====== RECORD EXTRACTS ======

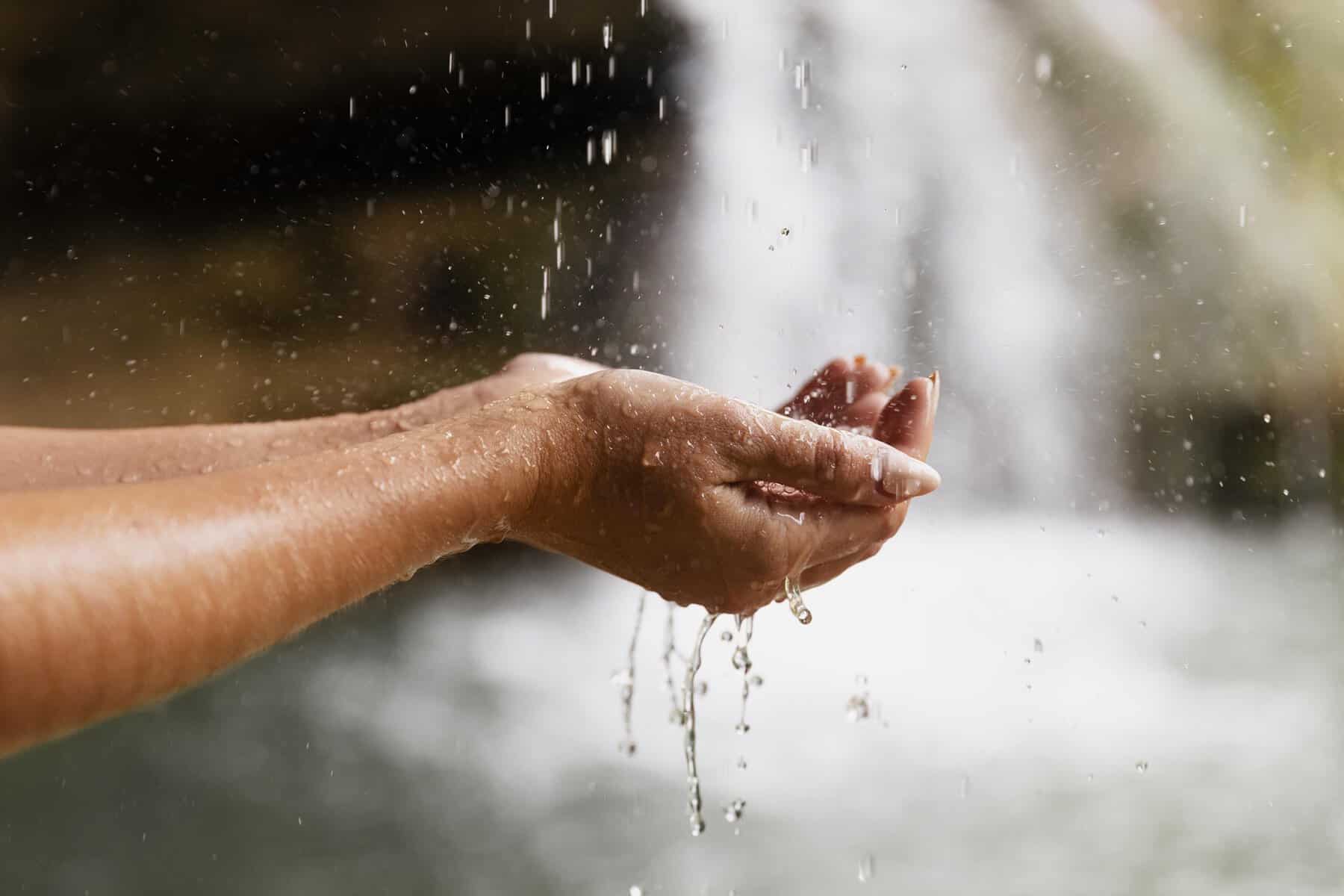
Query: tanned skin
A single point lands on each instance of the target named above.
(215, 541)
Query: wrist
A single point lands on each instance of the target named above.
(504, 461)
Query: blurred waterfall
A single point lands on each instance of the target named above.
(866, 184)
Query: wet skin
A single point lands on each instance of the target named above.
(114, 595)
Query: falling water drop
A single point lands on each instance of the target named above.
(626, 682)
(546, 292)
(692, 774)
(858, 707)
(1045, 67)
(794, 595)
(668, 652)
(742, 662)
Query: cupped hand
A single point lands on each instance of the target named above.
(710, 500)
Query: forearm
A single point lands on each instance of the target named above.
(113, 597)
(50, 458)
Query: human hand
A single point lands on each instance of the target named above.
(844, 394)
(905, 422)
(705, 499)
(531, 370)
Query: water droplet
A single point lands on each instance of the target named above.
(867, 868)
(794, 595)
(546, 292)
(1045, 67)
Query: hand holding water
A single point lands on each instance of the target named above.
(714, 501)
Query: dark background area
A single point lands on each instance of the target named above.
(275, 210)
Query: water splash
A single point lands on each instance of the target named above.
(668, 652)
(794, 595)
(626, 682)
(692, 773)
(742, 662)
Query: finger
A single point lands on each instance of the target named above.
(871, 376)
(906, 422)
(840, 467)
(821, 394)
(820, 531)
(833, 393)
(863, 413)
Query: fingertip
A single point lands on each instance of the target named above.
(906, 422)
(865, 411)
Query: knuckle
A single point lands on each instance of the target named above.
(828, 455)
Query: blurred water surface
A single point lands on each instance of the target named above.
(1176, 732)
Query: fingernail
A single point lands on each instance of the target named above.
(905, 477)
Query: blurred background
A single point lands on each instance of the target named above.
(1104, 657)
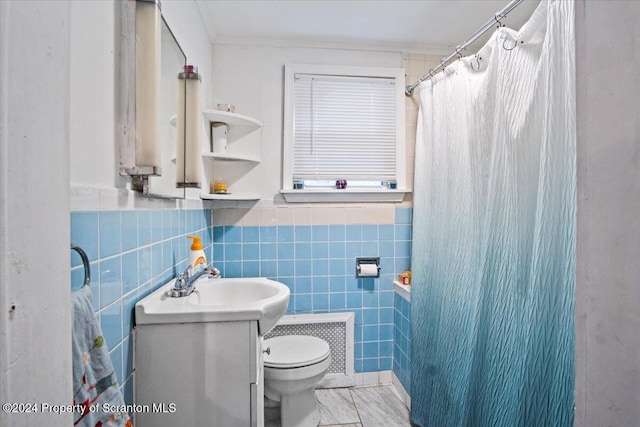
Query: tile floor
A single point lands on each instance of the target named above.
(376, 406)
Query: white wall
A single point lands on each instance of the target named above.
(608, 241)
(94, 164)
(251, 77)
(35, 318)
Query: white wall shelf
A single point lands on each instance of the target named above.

======

[REQUIREMENT]
Where a line above contains the string "blurred", copy that line.

[ANSWER]
Query: blurred waterfall
Query: blurred water surface
Query: blurred background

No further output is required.